--- begin ---

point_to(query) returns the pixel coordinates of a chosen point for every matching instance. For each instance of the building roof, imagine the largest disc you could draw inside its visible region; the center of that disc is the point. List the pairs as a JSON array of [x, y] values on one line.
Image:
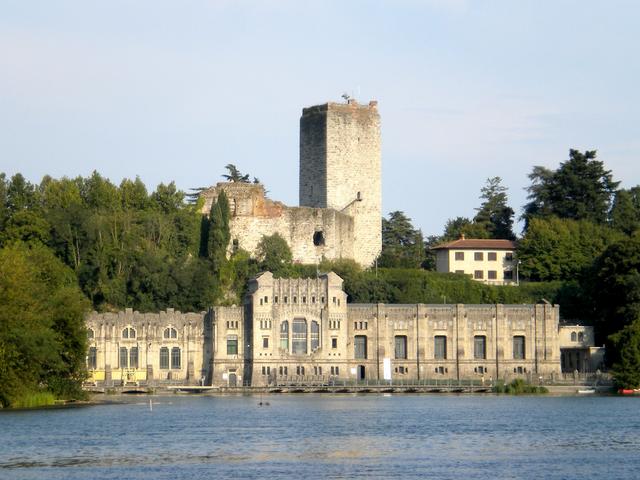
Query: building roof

--- end ---
--- begin ---

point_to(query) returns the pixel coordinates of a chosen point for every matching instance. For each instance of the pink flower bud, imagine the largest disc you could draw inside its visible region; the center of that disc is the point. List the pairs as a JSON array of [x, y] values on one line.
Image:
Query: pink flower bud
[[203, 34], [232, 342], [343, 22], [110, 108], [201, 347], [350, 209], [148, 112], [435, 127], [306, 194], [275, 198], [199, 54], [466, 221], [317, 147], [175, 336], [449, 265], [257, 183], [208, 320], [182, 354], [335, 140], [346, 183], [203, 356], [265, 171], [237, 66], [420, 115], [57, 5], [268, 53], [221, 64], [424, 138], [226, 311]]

--- end ---

GOAL —
Copy the records again, starting with the line that has "of the building" and going on through the line that has "Query: building roof", with "disc" swapped for "circle" and nothing else changed. Leave the pictures out.

RESULT OF THE TASK —
point_to(query) returns the pixel coordinates of a chosen point for every matching instance. For each instance of the building roof, imagine the largest circle you could draw inside its visible region; the center of that circle is the point. List the pairs as a JSON array of [x, y] values on one line.
Image:
Query: building roof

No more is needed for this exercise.